• _TASK DESCRIPTION_:
Could you retype the whole listing word for word and drop the images?

• _RECORDS FOR THE TASK_:
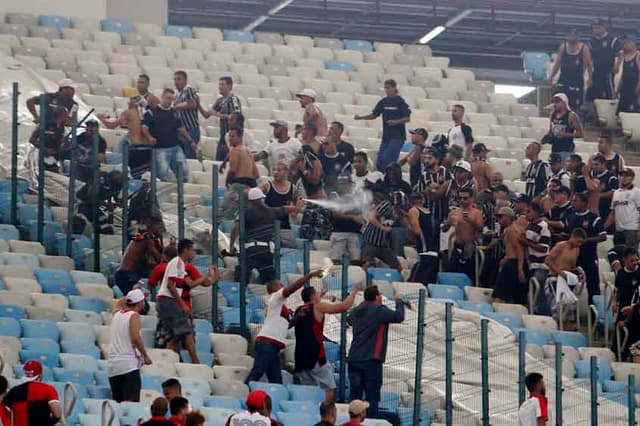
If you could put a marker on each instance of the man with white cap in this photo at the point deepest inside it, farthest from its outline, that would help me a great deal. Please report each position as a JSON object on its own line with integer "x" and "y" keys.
{"x": 259, "y": 220}
{"x": 283, "y": 148}
{"x": 312, "y": 113}
{"x": 126, "y": 350}
{"x": 33, "y": 403}
{"x": 564, "y": 126}
{"x": 63, "y": 97}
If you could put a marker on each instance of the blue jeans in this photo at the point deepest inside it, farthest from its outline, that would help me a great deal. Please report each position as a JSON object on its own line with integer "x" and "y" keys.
{"x": 366, "y": 377}
{"x": 189, "y": 152}
{"x": 388, "y": 153}
{"x": 266, "y": 361}
{"x": 169, "y": 158}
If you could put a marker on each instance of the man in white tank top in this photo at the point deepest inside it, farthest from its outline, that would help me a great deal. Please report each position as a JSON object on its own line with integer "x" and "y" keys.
{"x": 126, "y": 350}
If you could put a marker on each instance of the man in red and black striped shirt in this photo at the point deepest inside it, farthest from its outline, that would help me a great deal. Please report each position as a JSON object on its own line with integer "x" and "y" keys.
{"x": 33, "y": 403}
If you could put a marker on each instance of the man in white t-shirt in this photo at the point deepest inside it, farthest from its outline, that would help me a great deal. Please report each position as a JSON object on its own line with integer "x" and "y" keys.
{"x": 283, "y": 148}
{"x": 534, "y": 411}
{"x": 272, "y": 338}
{"x": 625, "y": 209}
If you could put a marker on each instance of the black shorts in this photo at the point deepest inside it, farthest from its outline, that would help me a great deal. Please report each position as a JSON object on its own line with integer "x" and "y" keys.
{"x": 126, "y": 387}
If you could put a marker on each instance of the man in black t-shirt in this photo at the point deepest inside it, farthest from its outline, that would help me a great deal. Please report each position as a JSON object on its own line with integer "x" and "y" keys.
{"x": 581, "y": 217}
{"x": 395, "y": 113}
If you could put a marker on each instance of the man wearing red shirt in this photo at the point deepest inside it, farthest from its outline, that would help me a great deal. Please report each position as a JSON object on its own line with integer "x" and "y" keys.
{"x": 33, "y": 403}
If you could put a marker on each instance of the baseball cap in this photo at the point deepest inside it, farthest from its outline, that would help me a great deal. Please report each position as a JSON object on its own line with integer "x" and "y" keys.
{"x": 307, "y": 92}
{"x": 357, "y": 406}
{"x": 628, "y": 171}
{"x": 554, "y": 157}
{"x": 562, "y": 97}
{"x": 420, "y": 131}
{"x": 256, "y": 399}
{"x": 135, "y": 296}
{"x": 32, "y": 369}
{"x": 463, "y": 165}
{"x": 506, "y": 211}
{"x": 479, "y": 147}
{"x": 280, "y": 123}
{"x": 255, "y": 194}
{"x": 66, "y": 82}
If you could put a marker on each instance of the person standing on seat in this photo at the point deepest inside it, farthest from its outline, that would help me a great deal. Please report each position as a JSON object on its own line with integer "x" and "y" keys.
{"x": 534, "y": 411}
{"x": 186, "y": 104}
{"x": 573, "y": 60}
{"x": 370, "y": 323}
{"x": 395, "y": 114}
{"x": 33, "y": 403}
{"x": 272, "y": 338}
{"x": 126, "y": 350}
{"x": 603, "y": 54}
{"x": 311, "y": 366}
{"x": 564, "y": 126}
{"x": 629, "y": 87}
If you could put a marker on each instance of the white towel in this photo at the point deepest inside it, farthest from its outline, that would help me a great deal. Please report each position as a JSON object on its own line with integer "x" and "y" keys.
{"x": 564, "y": 294}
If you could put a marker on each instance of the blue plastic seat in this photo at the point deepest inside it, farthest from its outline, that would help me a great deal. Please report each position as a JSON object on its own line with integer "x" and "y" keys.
{"x": 306, "y": 393}
{"x": 384, "y": 274}
{"x": 86, "y": 303}
{"x": 239, "y": 36}
{"x": 39, "y": 329}
{"x": 181, "y": 31}
{"x": 49, "y": 360}
{"x": 277, "y": 392}
{"x": 361, "y": 45}
{"x": 442, "y": 291}
{"x": 74, "y": 376}
{"x": 535, "y": 64}
{"x": 512, "y": 321}
{"x": 297, "y": 419}
{"x": 79, "y": 348}
{"x": 13, "y": 311}
{"x": 569, "y": 338}
{"x": 42, "y": 345}
{"x": 535, "y": 336}
{"x": 482, "y": 308}
{"x": 454, "y": 278}
{"x": 56, "y": 281}
{"x": 339, "y": 65}
{"x": 120, "y": 26}
{"x": 217, "y": 401}
{"x": 54, "y": 21}
{"x": 9, "y": 232}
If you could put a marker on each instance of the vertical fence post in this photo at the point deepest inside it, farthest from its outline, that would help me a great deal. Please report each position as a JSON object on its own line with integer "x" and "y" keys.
{"x": 41, "y": 151}
{"x": 417, "y": 383}
{"x": 448, "y": 364}
{"x": 484, "y": 362}
{"x": 344, "y": 285}
{"x": 214, "y": 243}
{"x": 154, "y": 181}
{"x": 521, "y": 367}
{"x": 558, "y": 365}
{"x": 242, "y": 260}
{"x": 180, "y": 186}
{"x": 631, "y": 399}
{"x": 71, "y": 195}
{"x": 125, "y": 194}
{"x": 594, "y": 390}
{"x": 276, "y": 248}
{"x": 306, "y": 267}
{"x": 14, "y": 154}
{"x": 95, "y": 202}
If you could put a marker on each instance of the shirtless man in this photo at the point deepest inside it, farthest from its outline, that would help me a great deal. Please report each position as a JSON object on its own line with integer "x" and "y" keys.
{"x": 563, "y": 258}
{"x": 512, "y": 265}
{"x": 134, "y": 264}
{"x": 482, "y": 171}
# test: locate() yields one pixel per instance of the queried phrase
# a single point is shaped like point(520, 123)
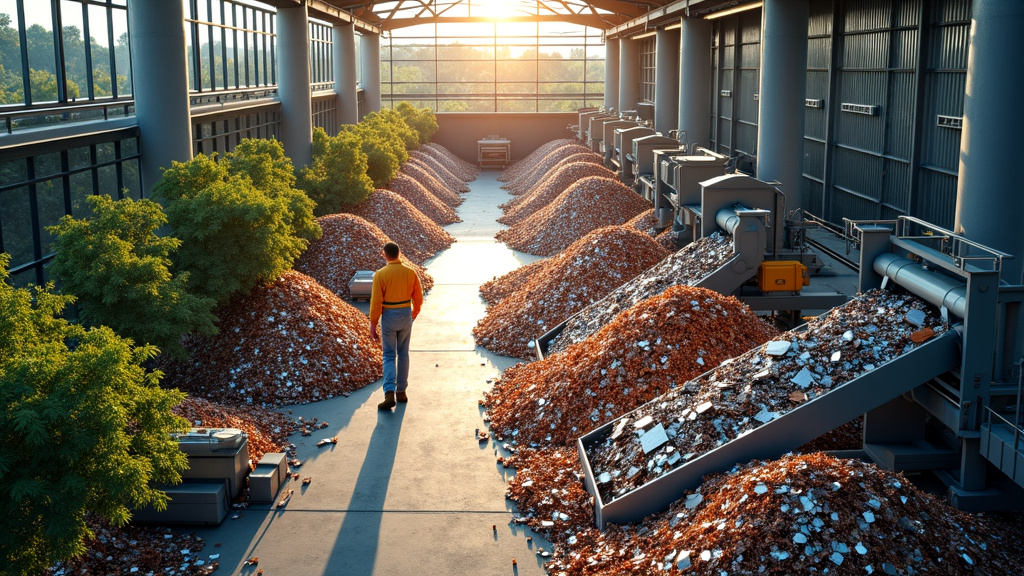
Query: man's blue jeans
point(396, 327)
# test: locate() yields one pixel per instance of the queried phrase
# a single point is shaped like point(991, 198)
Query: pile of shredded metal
point(587, 205)
point(590, 269)
point(349, 244)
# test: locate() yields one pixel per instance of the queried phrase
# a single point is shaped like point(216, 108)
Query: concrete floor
point(410, 491)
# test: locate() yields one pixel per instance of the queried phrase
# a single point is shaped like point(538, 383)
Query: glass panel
point(16, 225)
point(49, 199)
point(41, 58)
point(130, 178)
point(81, 188)
point(99, 43)
point(108, 184)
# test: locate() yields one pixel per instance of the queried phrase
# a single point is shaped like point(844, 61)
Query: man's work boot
point(388, 402)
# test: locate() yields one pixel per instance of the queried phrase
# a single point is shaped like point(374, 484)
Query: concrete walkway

• _RESULT OF THIS TASK_:
If you could put a marker on each instance of the man with white cap in this photo at the point deepest inside it, farthest from its outline, that would help me a great deal. Please report each position as a JSON object on its own line with integer "x" and "y" keys.
{"x": 259, "y": 220}
{"x": 283, "y": 148}
{"x": 312, "y": 113}
{"x": 126, "y": 350}
{"x": 33, "y": 403}
{"x": 564, "y": 126}
{"x": 63, "y": 97}
If you could put a marker on each instance of the blue jeans in this photo at the point deepest inside it, farthest from its outline, that would help me a great deal. Please report each position as a JSON object on its own line with integer "x" and "y" keys.
{"x": 366, "y": 377}
{"x": 189, "y": 152}
{"x": 388, "y": 153}
{"x": 266, "y": 361}
{"x": 169, "y": 158}
If you could put a marker on each instance of the man in white tank top in this photo at the point deepest inside it, farthest from its outline, that would help me a great deal. Please report each position as a JSON object on its own line with integer "x" and "y" keys.
{"x": 126, "y": 350}
If you could put a marker on each instance of the man in red and black striped shirt in this photo at the point deepest inside it, farthest from its outline, that would help me a great deal. Please report each position as a JSON object on its own line with integer "x" and "y" keys.
{"x": 33, "y": 403}
If you could put a marker on each instance of the man in white t-shirt in this photo at the point deepest inside it, farthest from its outline, that would help me a great deal. Please report each position as a JSON object on its own line with integer "x" and "y" keys.
{"x": 283, "y": 148}
{"x": 534, "y": 411}
{"x": 272, "y": 338}
{"x": 625, "y": 209}
If you could put a marker on each instance of the black shorts in this photo at the point deepest inside it, farthest from its outline, that would help me a great deal. Please report each position as a JSON object on its own line with integer "x" and "y" keys.
{"x": 126, "y": 387}
If you could put a marker on each instance of the man in black t-shirt in this photo at the point deepest inside it, farthest from its outline, that would help me a great deal. Please report each position as a JSON object on its own line with integer "x" and "y" keys.
{"x": 581, "y": 217}
{"x": 395, "y": 113}
If you could put a marker on each instance of the man wearing red shirt in this photo at the point deepest inside it, farthest from its outline, that would help me a great deal. Please report each position as a JSON object on its own line with integer "x" and "y" keys.
{"x": 33, "y": 403}
If you could put a marker on each instance of the baseball cap in this photo at the point deepest inside it, farthest from its outline, that would help me a great deal. Please report each position as a JSON object on its own line with integer "x" and "y" keys.
{"x": 307, "y": 92}
{"x": 357, "y": 406}
{"x": 628, "y": 171}
{"x": 554, "y": 157}
{"x": 562, "y": 97}
{"x": 420, "y": 131}
{"x": 256, "y": 399}
{"x": 135, "y": 296}
{"x": 32, "y": 369}
{"x": 463, "y": 165}
{"x": 506, "y": 211}
{"x": 479, "y": 147}
{"x": 280, "y": 123}
{"x": 255, "y": 194}
{"x": 66, "y": 82}
If you could put a marker on each instance of the person standing on seat in this photo at the point deepest inside it, farthest from its outline, that would help me a great deal. Please report each position as a JSON object on its own line with integer "x" and "y" keys.
{"x": 534, "y": 411}
{"x": 186, "y": 104}
{"x": 573, "y": 60}
{"x": 370, "y": 323}
{"x": 395, "y": 114}
{"x": 33, "y": 403}
{"x": 272, "y": 338}
{"x": 126, "y": 350}
{"x": 603, "y": 54}
{"x": 311, "y": 366}
{"x": 564, "y": 126}
{"x": 629, "y": 87}
If you could put a marker on each instance of the white towel in this photo at the point deepest inside it, farthest from its outline, that would help me a great deal. Please report each position as a JSON object on its own line with integer "x" and "y" keys.
{"x": 564, "y": 294}
If you could put a marker on each instance of the blue plastic seat in this photo at the point deepest inside it, farthest from its outline, that would help me a great deal. Please report each position as a JSON object on its own line with integer "x" and "y" keys.
{"x": 306, "y": 393}
{"x": 384, "y": 274}
{"x": 86, "y": 303}
{"x": 239, "y": 36}
{"x": 39, "y": 329}
{"x": 181, "y": 31}
{"x": 49, "y": 360}
{"x": 277, "y": 392}
{"x": 361, "y": 45}
{"x": 442, "y": 291}
{"x": 74, "y": 376}
{"x": 535, "y": 64}
{"x": 512, "y": 321}
{"x": 297, "y": 419}
{"x": 79, "y": 348}
{"x": 13, "y": 311}
{"x": 569, "y": 338}
{"x": 42, "y": 345}
{"x": 535, "y": 336}
{"x": 482, "y": 308}
{"x": 454, "y": 278}
{"x": 56, "y": 281}
{"x": 339, "y": 65}
{"x": 120, "y": 26}
{"x": 217, "y": 401}
{"x": 54, "y": 21}
{"x": 9, "y": 232}
If you could put a marker on each instance of the vertical fence post in this photo at the point deepest inside it, farthest from its outline, that would help me a great deal. Please report each position as a JSON object on its own line with integer "x" and "y" keys.
{"x": 41, "y": 151}
{"x": 417, "y": 383}
{"x": 448, "y": 364}
{"x": 484, "y": 362}
{"x": 344, "y": 285}
{"x": 214, "y": 243}
{"x": 154, "y": 181}
{"x": 521, "y": 367}
{"x": 558, "y": 365}
{"x": 242, "y": 260}
{"x": 180, "y": 186}
{"x": 631, "y": 399}
{"x": 71, "y": 195}
{"x": 125, "y": 194}
{"x": 594, "y": 390}
{"x": 276, "y": 248}
{"x": 306, "y": 267}
{"x": 14, "y": 154}
{"x": 95, "y": 202}
If you could put a marker on each instance of the shirtless man in this photo at the point deepest inside it, farthest from its outline, that would help me a great deal. Please report each position as a JSON object on its own line with integer "x" and "y" keys.
{"x": 563, "y": 258}
{"x": 512, "y": 265}
{"x": 134, "y": 264}
{"x": 482, "y": 171}
# test: locate() yields one pixel per instance of the queried phrase
# a single point is shaped like point(520, 123)
Query: man's blue jeans
point(396, 327)
# test: locate() yields one pixel per instance of the queried phrase
# a single point is shaped like point(991, 198)
Query: pile of shredded metal
point(587, 205)
point(590, 269)
point(349, 244)
# test: locate() yields one pixel per instance of the queried phrase
# a single point is shaped like point(216, 108)
Query: concrete floor
point(410, 491)
# test: locate() yields one pixel per instance of the queried phrase
# a single point is shaped like point(538, 383)
Query: glass panel
point(16, 225)
point(49, 199)
point(41, 58)
point(130, 178)
point(81, 188)
point(99, 43)
point(108, 184)
# test: locate() yields one pixel per instance of the queried phrase
# a single point is shaped like point(844, 61)
Query: man's work boot
point(388, 402)
# test: locate() yields one pixel per instance of the queried phrase
# a single point is shaped like point(374, 484)
Query: concrete walkway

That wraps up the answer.